+++ Extrait fourni +++
Texte intégral
Bonjour, avec Charles Pasqua ce matin nous allons parler du quinquennat puisque c'est aujourd'hui qu'a lieu le débat à l'Assemblée Nationale. Charles Pasqua, bonjour.
Bonjour.
Alors on a compris que vous étiez franchement contre le quinquennat
Oui, cela me paraît évident.
Les Français, eux, sont plutôt pour. Comment vous l'expliquez ?
Parce que pour le moment le débat n'a pas eu lieu, qu'on ne leur a pas expliqué de quoi il s'agissait, que finalement la réduction d'un mandat, cela paraît logique, cela peut aller de soi, mais naturellement, on n'en mesure pas toutes les conséquences.
Le propre du référendum, s'il a lieu, ce que je souhaite, ce à quoi le président de la République s'est engagé, c'est justement de permettre ce débat. Or, la réduction du mandat du Président de la République à cinq ans va changer complètement la nature des choses.
C'est vrai, il y a une certaine hypocrisie à dire : on se contente de réduire la durée du mandat, on sait que c'est disons un premier pas vers la présidentialisation.
L'évolution peut se faire dans deux sens différents. Ceux qui sont logiques sont ceux qui disent : nous sommes pour la présidentialisation du régime donc la réduction du mandat à cinq ans, suppression du poste de Premier Ministre, on retire au Président le droit de dissolution, le Gouvernement n'est plus responsable devant l'Assemblée.
C'est ce que dit, par exemple, Philippe Séguin qui est contre la formule actuelle.
Oui et ce n'est pas seulement Philippe Séguin, c'est aussi Monsieur Chevènement et quelques autres.
Je ne crois pas du tout que ce système, que ce régime qui est un régime directement inspiré du système américain puisse convenir au peuple français.
Les institutions de la cinquième République ont fait la preuve de leur souplesse, de leur capacité d'adaptation, mais en même temps, elles assurent la stabilité du pouvoir exécutif et quel est le problème réel ?
C'est qu'en élisant le Président de la République pour sept ans, en déconnectant cette élection de l'élection des députés, on donne au Président de la République une assise beaucoup plus large, il devient l'élu d'une majorité absolue de Français et c'est de cela qu'il tire sa légitimité.
Oui, mais cela a aussi des inconvénients, puisque précisément cela fabrique de la cohabitation et que la cohabitation vous dites que ce n'est pas bien.
Oui, mais ce n'est pas cela qui fabrique de la cohabitation. Ce qui fabrique de la cohabitation, c'est le refus des présidents de la République de ne pas appliquer l'esprit de la Constitution.
C'est-à-dire qu'il aurait fallu qu'ils se retirent à chaque fois
Si le Président de la République est désavoué lors d'une élection législative, la logique c'est qu'il démissionne, qu'il remette son mandat en jeu devant les Français
Ce qu'aurait dû faire François Mitterrand et ce qu'aurait dû faire Jacques Chirac.
+++
> [Exercice]: Prolongez l'entretien consacré au quinquennat à partir de sa dernière réplique. Les entrées ne sont d'aucune utilité pour ce travail.
+++ Entrées du corpus +++
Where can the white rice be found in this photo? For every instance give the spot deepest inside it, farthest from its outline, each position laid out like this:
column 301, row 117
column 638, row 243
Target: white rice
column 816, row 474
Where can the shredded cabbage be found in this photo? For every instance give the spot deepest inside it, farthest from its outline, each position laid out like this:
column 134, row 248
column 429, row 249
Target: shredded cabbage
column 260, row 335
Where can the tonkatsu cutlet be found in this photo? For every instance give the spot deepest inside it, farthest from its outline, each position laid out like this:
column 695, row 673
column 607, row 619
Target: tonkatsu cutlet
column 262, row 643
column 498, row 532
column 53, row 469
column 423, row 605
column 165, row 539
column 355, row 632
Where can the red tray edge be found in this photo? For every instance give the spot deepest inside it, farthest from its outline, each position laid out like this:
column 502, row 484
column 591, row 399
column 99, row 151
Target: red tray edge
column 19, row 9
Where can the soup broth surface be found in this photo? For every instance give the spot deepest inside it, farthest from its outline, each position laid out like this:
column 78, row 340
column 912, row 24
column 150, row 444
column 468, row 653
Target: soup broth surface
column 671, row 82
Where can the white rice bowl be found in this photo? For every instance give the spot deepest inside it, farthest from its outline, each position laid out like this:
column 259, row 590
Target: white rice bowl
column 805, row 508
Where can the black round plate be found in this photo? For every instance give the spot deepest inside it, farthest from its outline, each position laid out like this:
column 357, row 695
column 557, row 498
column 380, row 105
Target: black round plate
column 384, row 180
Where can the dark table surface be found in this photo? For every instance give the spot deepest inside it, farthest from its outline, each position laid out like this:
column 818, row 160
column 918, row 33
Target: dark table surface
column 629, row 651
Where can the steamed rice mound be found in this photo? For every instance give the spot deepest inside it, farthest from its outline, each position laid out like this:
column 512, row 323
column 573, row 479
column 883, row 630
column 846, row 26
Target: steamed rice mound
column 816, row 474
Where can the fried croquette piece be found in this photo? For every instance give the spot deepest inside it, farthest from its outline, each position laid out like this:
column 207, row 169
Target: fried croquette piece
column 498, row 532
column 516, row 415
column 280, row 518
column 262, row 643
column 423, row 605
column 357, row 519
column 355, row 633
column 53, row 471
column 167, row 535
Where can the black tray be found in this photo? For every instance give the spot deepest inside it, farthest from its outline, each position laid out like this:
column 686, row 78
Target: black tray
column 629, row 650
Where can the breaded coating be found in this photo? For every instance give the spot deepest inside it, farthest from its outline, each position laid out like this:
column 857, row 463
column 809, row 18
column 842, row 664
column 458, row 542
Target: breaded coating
+++
> [Résultat]:
Oui bien sûr, est ce que c'est bien ce que vous avez voulu ? Bon, à ce moment-là, le peuple souverain est libre de faire ce qu'il veut.
Mais les Français sont peut-être attachés justement à la cohabitation.
Divers sondages ont eu lieu, moi je n'accorde aux sondages que l'importance qu'ils méritent, ce qui est intéressant, ce sont les enquêtes d'opinion qui vont un peu plus en profondeur.
Les Français savent, parce que les Français sont gré à Jacques Chirac et à Lionel Jospin de ne pas s'affronter en permanence, mais dans le même temps, ils savent bien que ce système est détestable parce qu'il conduit à une dyarchie de l'exécutif et à un compromis permanent, ce qui ne permet pas de traiter les grands problèmes.
Mais Charles Pasqua franchement, cette Constitution, il faut la garder en état, il n'y a rien à y retoucher, elle est parfaite ?
La Constitution, ce n'est pas les tables de la loi, ce n'est pas gravé dans le marbre, mais avant de toucher à la Constitution, il faut y réfléchir à deux fois.
En tous les cas, la mesure qui nous est proposée ouvre la porte à l'aventure, soit une présidentialisation des régimes, soit un retour à la prédominance de l'Assemblée Nationale, c'est-à-dire au régime des partis. Et en ce sens, ça n'est pas bon pour la France.
Vous êtes choqué quand Jacques Chirac dit, " voilà le texte, on discute à l'Assemblée mais de toute façon, il ne faut pas qu'il y est d'amendement et il y aura peut-être un référendum après " ?
Je crois que Jacques Chirac se rend compte qu'en acceptant la réduction du mandat à cinq ans, il a ouvert la boîte de Pandore, alors dans le même temps il essaye de la refermer, et pour la refermer il ne faut pas qu'il y ait d'amendement, etc, ce qui ne peut que heurter les parlementaires, ce qui verrouille le système, ce qui a comme conséquence de donner le sentiment que tout est fait à l'avance entre Jospin et Jacques Chirac.
Il faut une grande campagne, il faut effectivement qu'il y ait une grande campagne au-delà de l'Assemblée, avec les Français et un référendum.
Tout à fait, c'est indispensable, c'est ce qu'on appelle la démocratie.
Je note d'ailleurs au passage que Jacques Chirac, dont une des premières mesures, lorsqu'il a été élu Président de la République, a été d'élargir le champ de compétences du référendum, mais on ne l'a jamais fait. Alors voilà une bonne occasion de consulter les Français.
Si ces conditions là sont réunies, si effectivement il y a débat à l'Assemblée, donc opinion publique et référendum, évidemment vous, vous respecterez le jugement des urnes si je puis dire.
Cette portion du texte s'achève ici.